*SHORT PROBLEM A:*
Gather every line of the listing that contains the word "foliage", treating uppercase and lowercase as different.

*SOURCE TEXT:*
Joseph Smith began practicing plural marriage as early as 1833 to 1835 by marrying Fanny Alger; a relationship that quickly dissolved without much notice from lay members of the Church initially, though Oliver Cowdery, a major figure in Mormon history would later refer to the relationship as a “dirty, nasty, filthy affair.” In 1843, a revelation to Joseph concerning certain aspects of plural marriage in relation to Mormon temple practices and theology was received. Joseph would be killed within a year by a mob of critics and dissenters who counted plural marriage among their list of grievances against him.

The "Principle"
Even after Joseph’s death, plural marriage was not set up as a commandment among practicing Mormons. In 1852, Brigham Young, Joseph’s successor, would make the practice known to the Church as a whole. Within ten years, the first legislation banning plural marriage was passed in Congress. Most Mormons never practiced polygamy, as only 15-25% were ever involved in it. While the Territory of Utah had several thousand emigrants arriving each year, statehood was not possible as long as plural marriage was being practiced among the Mormons. Utah had also granted women the right to vote, which angered anti-polygamy lawmakers in the east. In 1890, an Official Proclamation to the Church was read by Mormon Church President Wilford Woodruff, setting in stone a system of policies that would eventually prohibit polygamy among the Mormons.

Why did it end?

*RECORDED INFORMATION:*
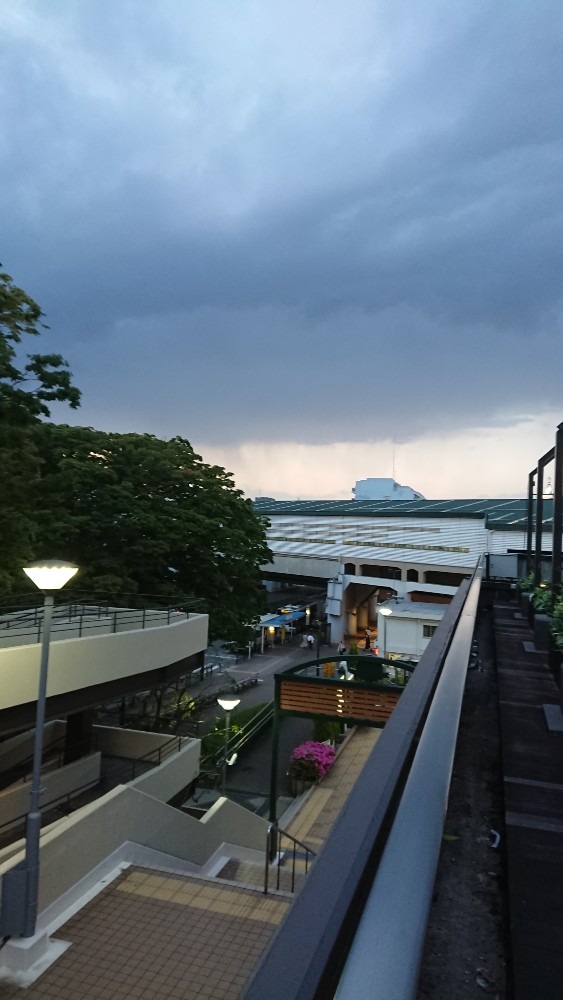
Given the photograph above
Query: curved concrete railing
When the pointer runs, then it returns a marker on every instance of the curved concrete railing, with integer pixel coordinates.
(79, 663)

--

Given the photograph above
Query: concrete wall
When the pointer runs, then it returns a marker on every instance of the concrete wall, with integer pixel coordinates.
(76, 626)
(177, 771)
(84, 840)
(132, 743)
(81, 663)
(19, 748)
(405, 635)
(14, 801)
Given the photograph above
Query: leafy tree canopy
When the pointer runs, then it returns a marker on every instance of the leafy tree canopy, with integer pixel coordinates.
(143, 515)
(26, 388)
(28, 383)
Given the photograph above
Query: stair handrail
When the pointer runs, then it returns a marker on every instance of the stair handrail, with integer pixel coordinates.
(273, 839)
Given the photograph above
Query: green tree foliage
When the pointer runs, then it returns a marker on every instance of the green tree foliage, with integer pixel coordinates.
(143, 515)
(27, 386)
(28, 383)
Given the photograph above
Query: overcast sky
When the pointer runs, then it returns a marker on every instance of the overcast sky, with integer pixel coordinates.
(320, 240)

*SHORT PROBLEM B:*
For each statement below, decide whether it agrees with the passage on plural marriage. Answer yes or no, and quote the exact words from the passage that decide it.
(i) Brigham Young made plural marriage known to the Church as a whole in 1852.
(ii) Most Mormons practiced polygamy.
(iii) In 1890, Wilford Woodruff read an Official Proclamation to the Church.

*EXERCISE ANSWER A:*
Query: green tree foliage
When the pointer runs, then it returns a marker on every instance of the green tree foliage, with integer pixel coordinates.

*EXERCISE ANSWER B:*
(i) Yes: "In 1852, Brigham Young, Joseph’s successor, would make the practice known to the Church as a whole."
(ii) No: "Most Mormons never practiced polygamy, as only 15-25% were ever involved in it."
(iii) Yes: "In 1890, an Official Proclamation to the Church was read by Mormon Church President Wilford Woodruff"